Directive: Edit the material below so that every "reports" becomes "returns", with everything else left unchanged. Leave the pictures out of your version.

Stored records:

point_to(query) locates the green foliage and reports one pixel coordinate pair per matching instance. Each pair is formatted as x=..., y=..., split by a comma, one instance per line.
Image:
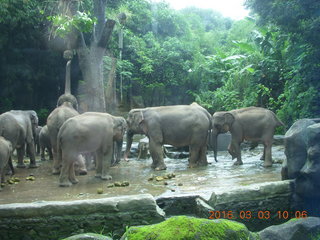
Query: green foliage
x=174, y=57
x=182, y=227
x=64, y=24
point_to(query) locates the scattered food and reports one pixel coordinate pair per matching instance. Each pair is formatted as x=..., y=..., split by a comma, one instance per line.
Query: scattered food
x=30, y=178
x=117, y=184
x=121, y=184
x=13, y=180
x=159, y=178
x=125, y=183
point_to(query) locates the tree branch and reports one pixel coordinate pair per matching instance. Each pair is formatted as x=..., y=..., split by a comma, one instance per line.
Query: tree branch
x=99, y=9
x=106, y=34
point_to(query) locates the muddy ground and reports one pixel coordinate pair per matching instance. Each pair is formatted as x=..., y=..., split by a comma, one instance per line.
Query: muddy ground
x=214, y=177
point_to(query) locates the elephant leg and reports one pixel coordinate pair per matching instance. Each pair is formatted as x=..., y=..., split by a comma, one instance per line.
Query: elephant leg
x=157, y=155
x=268, y=154
x=31, y=149
x=42, y=151
x=11, y=166
x=194, y=156
x=20, y=153
x=237, y=150
x=50, y=153
x=67, y=162
x=106, y=163
x=203, y=156
x=56, y=161
x=264, y=154
x=98, y=158
x=72, y=175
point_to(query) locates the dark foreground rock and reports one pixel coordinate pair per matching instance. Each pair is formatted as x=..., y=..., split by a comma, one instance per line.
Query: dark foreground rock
x=295, y=229
x=183, y=227
x=88, y=236
x=56, y=220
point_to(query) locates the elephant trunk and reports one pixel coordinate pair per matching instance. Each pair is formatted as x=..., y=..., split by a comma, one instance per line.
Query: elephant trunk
x=213, y=143
x=67, y=88
x=129, y=143
x=117, y=148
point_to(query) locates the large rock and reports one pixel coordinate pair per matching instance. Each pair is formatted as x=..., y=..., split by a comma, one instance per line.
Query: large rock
x=55, y=220
x=88, y=236
x=295, y=229
x=256, y=206
x=296, y=139
x=302, y=149
x=182, y=227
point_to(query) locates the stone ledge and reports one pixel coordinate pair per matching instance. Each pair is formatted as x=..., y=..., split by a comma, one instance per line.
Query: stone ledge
x=56, y=208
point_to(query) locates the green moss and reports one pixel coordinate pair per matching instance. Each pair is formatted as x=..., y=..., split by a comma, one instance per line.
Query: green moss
x=183, y=227
x=314, y=236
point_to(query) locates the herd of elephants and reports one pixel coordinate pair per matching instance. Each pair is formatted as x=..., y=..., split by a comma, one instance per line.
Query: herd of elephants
x=72, y=137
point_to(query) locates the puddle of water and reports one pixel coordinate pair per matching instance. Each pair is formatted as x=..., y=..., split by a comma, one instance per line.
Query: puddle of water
x=215, y=177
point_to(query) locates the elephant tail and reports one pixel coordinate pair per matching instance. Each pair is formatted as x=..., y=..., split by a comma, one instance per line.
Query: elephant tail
x=278, y=121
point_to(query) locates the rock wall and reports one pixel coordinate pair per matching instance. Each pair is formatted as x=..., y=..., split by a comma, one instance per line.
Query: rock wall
x=55, y=220
x=256, y=206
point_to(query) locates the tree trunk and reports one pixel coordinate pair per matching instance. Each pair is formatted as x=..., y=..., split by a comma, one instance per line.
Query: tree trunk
x=91, y=93
x=110, y=79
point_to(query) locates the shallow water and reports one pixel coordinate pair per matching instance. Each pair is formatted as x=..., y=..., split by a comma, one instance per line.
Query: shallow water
x=214, y=177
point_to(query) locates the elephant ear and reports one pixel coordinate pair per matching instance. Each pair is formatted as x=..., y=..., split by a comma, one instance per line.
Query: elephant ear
x=228, y=119
x=143, y=126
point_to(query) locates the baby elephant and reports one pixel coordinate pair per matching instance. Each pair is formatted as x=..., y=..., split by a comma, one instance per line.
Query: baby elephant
x=5, y=154
x=89, y=132
x=253, y=124
x=44, y=142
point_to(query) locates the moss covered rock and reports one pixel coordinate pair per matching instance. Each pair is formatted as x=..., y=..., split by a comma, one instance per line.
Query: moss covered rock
x=183, y=227
x=88, y=236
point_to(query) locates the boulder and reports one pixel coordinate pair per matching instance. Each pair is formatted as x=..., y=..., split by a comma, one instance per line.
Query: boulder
x=183, y=227
x=296, y=139
x=88, y=236
x=294, y=229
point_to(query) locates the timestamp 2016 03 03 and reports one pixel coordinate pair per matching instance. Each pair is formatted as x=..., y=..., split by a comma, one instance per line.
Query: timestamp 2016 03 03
x=263, y=214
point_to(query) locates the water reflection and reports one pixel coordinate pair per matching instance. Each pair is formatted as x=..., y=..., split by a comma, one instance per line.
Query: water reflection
x=215, y=177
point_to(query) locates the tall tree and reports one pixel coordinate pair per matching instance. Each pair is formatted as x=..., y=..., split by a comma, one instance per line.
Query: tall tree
x=90, y=50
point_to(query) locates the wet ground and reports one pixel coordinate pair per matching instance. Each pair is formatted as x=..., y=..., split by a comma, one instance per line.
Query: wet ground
x=214, y=177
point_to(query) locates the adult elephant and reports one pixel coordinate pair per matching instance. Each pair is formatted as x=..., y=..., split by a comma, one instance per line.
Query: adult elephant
x=180, y=125
x=254, y=124
x=296, y=148
x=45, y=143
x=36, y=139
x=19, y=128
x=54, y=122
x=5, y=155
x=67, y=106
x=85, y=133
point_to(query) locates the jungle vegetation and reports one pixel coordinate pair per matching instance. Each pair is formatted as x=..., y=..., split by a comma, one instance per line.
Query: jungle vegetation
x=270, y=59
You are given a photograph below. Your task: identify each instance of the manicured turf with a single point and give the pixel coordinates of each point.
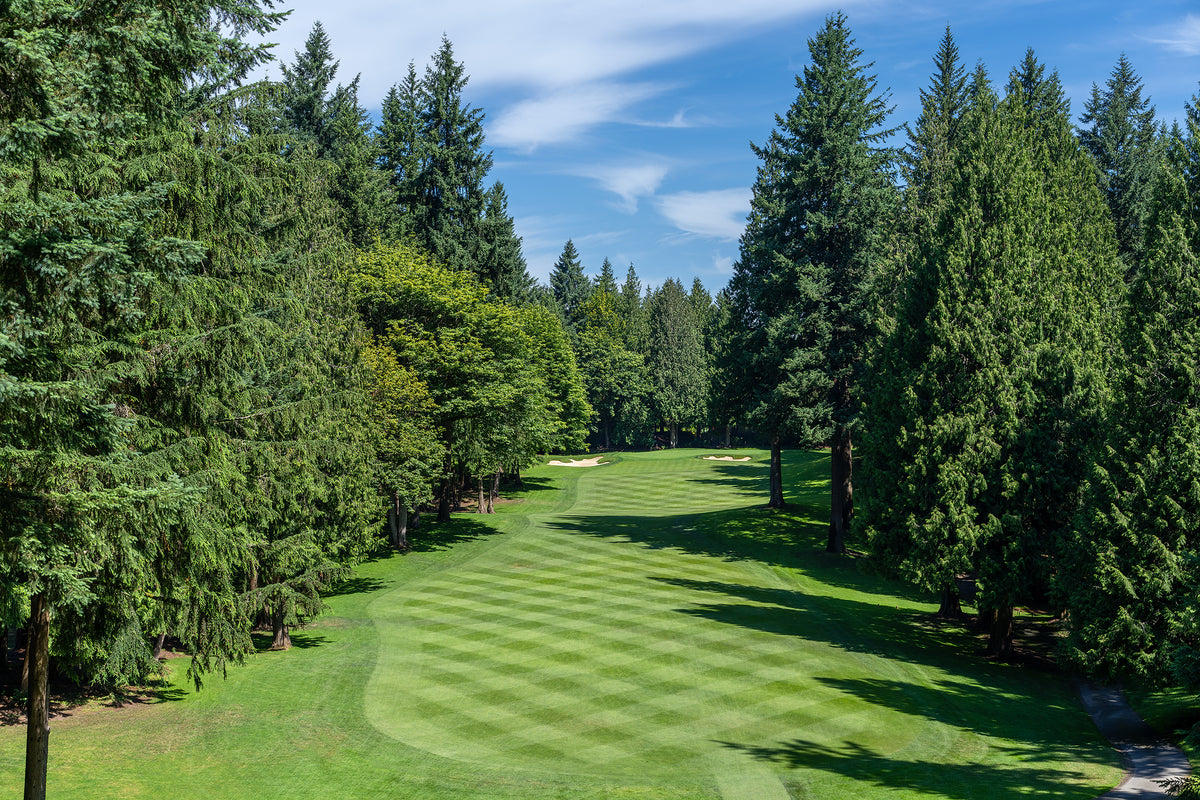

Answer:
point_to(query) locates the green foliage and returns one pixel coordinate pair per matching instance. Each pair is formatted as x=..., y=..., split by a comma, one instance per line.
Image:
Query: green foliage
x=174, y=57
x=182, y=227
x=64, y=24
point_to(query) locates the scattered food and returns one pixel coordinate pair per matching instance. Each pair is formatted as x=..., y=..., split by a comma, one instance per line.
Query: scattered food
x=30, y=178
x=117, y=184
x=121, y=184
x=13, y=180
x=159, y=178
x=125, y=183
point_to(query) locates the tree branch and returns one pixel coordinate pair per matching instance. Each pair is formatted as x=..., y=..., split by a comma, one instance per line.
Query: tree branch
x=99, y=9
x=106, y=34
point_to(query) locates the muddy ground and returns one pixel coordinate pair per matching instance. Each pair is formatted as x=..., y=..., split by a comma, one instance per line.
Query: muddy ground
x=214, y=177
point_to(query) locates the elephant leg and returns one pixel coordinate pair per matching instance. Each pair is formatted as x=..., y=..., split by a comma, one instance per line.
Query: elephant leg
x=157, y=155
x=268, y=154
x=31, y=149
x=42, y=151
x=11, y=166
x=194, y=156
x=20, y=153
x=237, y=150
x=50, y=153
x=67, y=162
x=106, y=163
x=203, y=156
x=56, y=161
x=264, y=154
x=98, y=158
x=72, y=175
point_to(query) locates the dark foreground rock and returns one pixel coordinate pair per matching instance. Each pair is formatted as x=..., y=..., split by a comma, one instance per line.
Query: dark foreground rock
x=295, y=229
x=183, y=227
x=88, y=236
x=56, y=220
point_to(query) locates the elephant trunk and returns one pixel coordinate pair per matching instance. Each pair is formatted as x=..., y=..., split by a comma, one instance per line.
Query: elephant trunk
x=213, y=143
x=67, y=88
x=129, y=143
x=117, y=148
point_to(query) locates the large rock and returns one pixel coordinate pair per matching instance. Each pair is formatted as x=..., y=..., split by a comma, one instance per line.
Query: large rock
x=55, y=220
x=88, y=236
x=295, y=229
x=256, y=206
x=296, y=139
x=302, y=149
x=182, y=227
point_to(query) locates the stone ledge and returns one pixel coordinate pair per matching instance. Each pair is formatted as x=..., y=..., split by a comma, one instance per line.
Query: stone ledge
x=56, y=208
point_to(query) locates the green moss and returns one pixel coordinate pair per matching instance. Each pair is formatted as x=..., y=..., split by a comma, one instance per line.
Query: green moss
x=183, y=227
x=314, y=236
point_to(query) locates the herd of elephants and returns one pixel coordinate pair per matching instance. Each pair is formatted as x=..., y=..., split by a comma, one instance per line.
Query: herd of elephants
x=72, y=137
point_to(query) locates the puddle of water and returns one pixel coordinate pair per matching instance. Each pair is formatted as x=..., y=..., split by a comma, one instance per line.
Query: puddle of water
x=215, y=177
point_to(query) locates the elephant tail and returns one pixel coordinate pair per matching instance. Each pair is formatted as x=..., y=..., split by a comma, one instance per line.
Query: elephant tail
x=278, y=121
point_to(query) locates the rock wall and returns one pixel coordinate pair per matching instance. Each pair is formatted as x=..., y=..., split by a comma, one instance per line.
Query: rock wall
x=55, y=220
x=256, y=206
point_to(query) locates the tree trunk and returns one pixel coordinate pair per matching instance. Each pair is formatted as x=..., y=..., split by a comma, one instance per line.
Query: tree trunk
x=91, y=93
x=110, y=79
point_to(query) locates the shallow water and returns one pixel coordinate pair per matching instance. Each pair is formatted as x=..., y=..., split by a comma, one instance per line.
Query: shallow water
x=214, y=177
point_to(query) locates the elephant ear and returns one pixel coordinate pair per matching instance. Each pair is formatted as x=..., y=..., split by a comma, one instance per line.
Query: elephant ear
x=228, y=119
x=143, y=126
point_to(query) locates the baby elephant and returns one pixel coordinate pair per matching instance. Each pair is formatted as x=..., y=..., split by a comma, one instance per line.
Query: baby elephant
x=5, y=154
x=89, y=132
x=253, y=124
x=44, y=142
point_to(query) locates the moss covered rock and returns one pixel coordinate pair per matching instance. Each pair is formatted as x=..., y=..., split by a comma, one instance per line.
Query: moss covered rock
x=183, y=227
x=88, y=236
point_to(query) locates the boulder and returns one pixel coordinate pair per matching instance. Each pair is formatted as x=..., y=..., split by a comma, one instance per line.
Query: boulder
x=183, y=227
x=296, y=139
x=88, y=236
x=294, y=229
point_to(query) locates the timestamp 2016 03 03 and returns one pixel coordinate pair per matching instance. Each pair is formatted as x=..., y=..., split by a comma, one instance per line.
Query: timestamp 2016 03 03
x=263, y=214
point_to(query) locates the water reflection and returns one pixel coordinate pair per matching instance. Each pair is formatted as x=..., y=..., split by a comma, one instance per line.
Query: water reflection
x=215, y=177
point_to(query) locates the tall tree and returns one pixel coordinate pair per matching instance. Each pair is formatted as x=..., y=..., split by a comma, one instance per line.
Query: tall tree
x=90, y=50
point_to(query) locates the wet ground and returns one pixel coordinate pair per matching instance. Each pair is formatted as x=..., y=..., split by a comma, one instance per line.
Query: wet ground
x=214, y=177
point_to(query) locates the adult elephant and returns one pixel coordinate pair per matching instance. Each pair is formatted as x=..., y=..., split by a comma, one instance per line.
Query: adult elephant
x=180, y=125
x=254, y=124
x=296, y=148
x=45, y=143
x=36, y=139
x=19, y=128
x=54, y=122
x=5, y=155
x=67, y=106
x=85, y=133
point_to(query) locates the jungle vegetation and returns one pixel coordinate pair per matching instance. Each pair is formatted as x=..., y=..., split by a comma, one instance per line.
Query: jungle vegetation
x=270, y=59
You are given a photograph below. Your task: identify each instance of the manicured turf with a single point and give the pixel coordinates of each point.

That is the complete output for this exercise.